▶ _Exercício_: Dê continuidade ao texto sobre o filme "Interiores", de Woody Allen, a partir da última frase do trecho selecionado.

▶ _Trecho selecionado_:
*-*-*

Seria "Interiores" o mais bergmaniano dos filmes de Woody Allen? Li e me disseram que sim. Não contesto, mas não afirmo. Vi muitos de seus filmes, me arrisco a falar sobre eles, mas não me exponho a tanto. Seria muito irresponsável dizer que "Interiores" é uma versão de Woody Allen para "Gritos e Sussurros". Seria simplista, seria injusto e, principalmente, desvalorizaria por completo o trabalho do americano. Existe muito de um filme em outro, a influência é palpável, mas não vou listar suas semelhanças.

*-*-*

▶ _Dados para análise_:
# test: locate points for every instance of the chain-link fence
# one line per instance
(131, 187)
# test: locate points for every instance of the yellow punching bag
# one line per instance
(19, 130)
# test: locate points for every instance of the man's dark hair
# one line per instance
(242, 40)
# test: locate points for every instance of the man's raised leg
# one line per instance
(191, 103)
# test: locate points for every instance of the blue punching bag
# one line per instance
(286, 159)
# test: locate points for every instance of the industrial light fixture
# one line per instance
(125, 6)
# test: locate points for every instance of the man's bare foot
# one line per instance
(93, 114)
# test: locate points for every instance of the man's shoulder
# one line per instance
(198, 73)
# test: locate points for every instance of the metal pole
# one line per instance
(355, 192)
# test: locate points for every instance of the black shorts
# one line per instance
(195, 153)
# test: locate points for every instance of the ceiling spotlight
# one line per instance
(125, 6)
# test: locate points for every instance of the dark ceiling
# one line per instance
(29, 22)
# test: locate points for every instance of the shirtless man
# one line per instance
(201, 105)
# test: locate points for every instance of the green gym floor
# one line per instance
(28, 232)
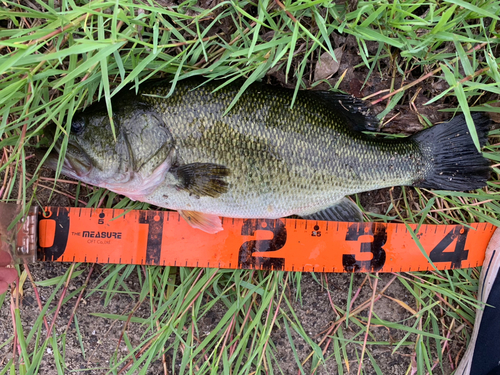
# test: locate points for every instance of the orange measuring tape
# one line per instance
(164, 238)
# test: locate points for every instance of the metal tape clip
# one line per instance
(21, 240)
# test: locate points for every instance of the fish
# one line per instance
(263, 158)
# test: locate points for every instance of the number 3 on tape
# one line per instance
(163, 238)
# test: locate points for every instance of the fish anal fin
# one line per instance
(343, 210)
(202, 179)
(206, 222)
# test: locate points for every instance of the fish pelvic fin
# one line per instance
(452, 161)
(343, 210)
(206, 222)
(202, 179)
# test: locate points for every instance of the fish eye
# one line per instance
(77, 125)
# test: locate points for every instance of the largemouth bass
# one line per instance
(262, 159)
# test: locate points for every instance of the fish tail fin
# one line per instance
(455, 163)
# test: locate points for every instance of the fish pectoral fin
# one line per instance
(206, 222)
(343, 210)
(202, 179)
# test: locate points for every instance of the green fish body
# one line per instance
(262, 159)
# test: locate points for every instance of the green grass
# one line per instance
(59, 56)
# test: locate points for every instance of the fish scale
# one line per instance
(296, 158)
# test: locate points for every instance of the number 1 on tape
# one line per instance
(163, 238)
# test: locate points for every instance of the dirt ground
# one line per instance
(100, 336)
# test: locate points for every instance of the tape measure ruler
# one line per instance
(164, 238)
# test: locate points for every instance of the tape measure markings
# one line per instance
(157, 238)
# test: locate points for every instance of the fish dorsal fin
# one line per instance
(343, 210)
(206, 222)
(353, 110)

*-*-*

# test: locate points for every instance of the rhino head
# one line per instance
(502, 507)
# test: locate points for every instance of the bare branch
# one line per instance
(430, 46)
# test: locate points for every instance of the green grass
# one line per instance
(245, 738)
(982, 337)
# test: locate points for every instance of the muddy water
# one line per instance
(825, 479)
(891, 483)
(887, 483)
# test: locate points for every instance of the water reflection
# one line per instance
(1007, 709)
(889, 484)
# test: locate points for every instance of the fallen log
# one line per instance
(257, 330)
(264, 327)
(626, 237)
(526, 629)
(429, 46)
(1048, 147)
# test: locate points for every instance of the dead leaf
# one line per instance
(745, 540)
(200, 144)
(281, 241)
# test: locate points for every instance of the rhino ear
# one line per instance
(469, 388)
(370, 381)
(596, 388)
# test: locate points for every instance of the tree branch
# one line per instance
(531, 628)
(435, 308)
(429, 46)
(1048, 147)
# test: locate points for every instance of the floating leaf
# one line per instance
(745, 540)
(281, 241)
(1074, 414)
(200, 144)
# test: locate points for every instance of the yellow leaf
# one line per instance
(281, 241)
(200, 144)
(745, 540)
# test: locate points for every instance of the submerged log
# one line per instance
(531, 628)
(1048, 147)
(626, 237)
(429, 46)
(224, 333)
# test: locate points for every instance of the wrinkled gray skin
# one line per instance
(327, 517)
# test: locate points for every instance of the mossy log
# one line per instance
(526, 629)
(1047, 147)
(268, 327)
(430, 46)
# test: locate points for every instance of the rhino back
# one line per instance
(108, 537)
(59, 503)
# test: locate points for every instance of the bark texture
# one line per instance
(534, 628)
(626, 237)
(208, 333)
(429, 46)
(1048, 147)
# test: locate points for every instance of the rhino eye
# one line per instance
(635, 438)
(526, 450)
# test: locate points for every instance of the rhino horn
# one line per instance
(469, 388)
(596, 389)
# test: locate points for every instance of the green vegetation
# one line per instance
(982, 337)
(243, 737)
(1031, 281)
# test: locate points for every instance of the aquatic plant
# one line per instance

*-*-*

▶ _Área de resposta_:
"Interiores" é familiar. Todos as suas preocupações existenciais estão lá, em relação a morte, a arte, a família e a religião, numa concatenação singular. Deve ser o mais silencioso dos filmes de Woody Allen, de tom sério e solene, um peso raro. Uma mise en scène precisa e discursiva (a onipresença de janelas, os tons frios no cenário e no figurino) que converge para uma frieza muito importante ao filme. O trio principal composto por Geraldine Page (a mãe), Diane Keaton e Mary Beth Hurt (duas das irmãs) entrega não só o texto, mas emoções com uma simplicidade bela, uma força contida. Tudo isso com uma grande coesão, causando um efeito certo ao introduzir um personagem alheio a essa frieza, cheio de paixão e vida, capaz até de usar roupas vermelhas e fazer alguma música surgir.

Deve ser um dos filmes mais exatos quanto ao que preocupa Woody Allen, não pela falta de humor, mas pela forma intuitivamente moldada pelo conteúdo.
Sobre isso, falarei mais tarde.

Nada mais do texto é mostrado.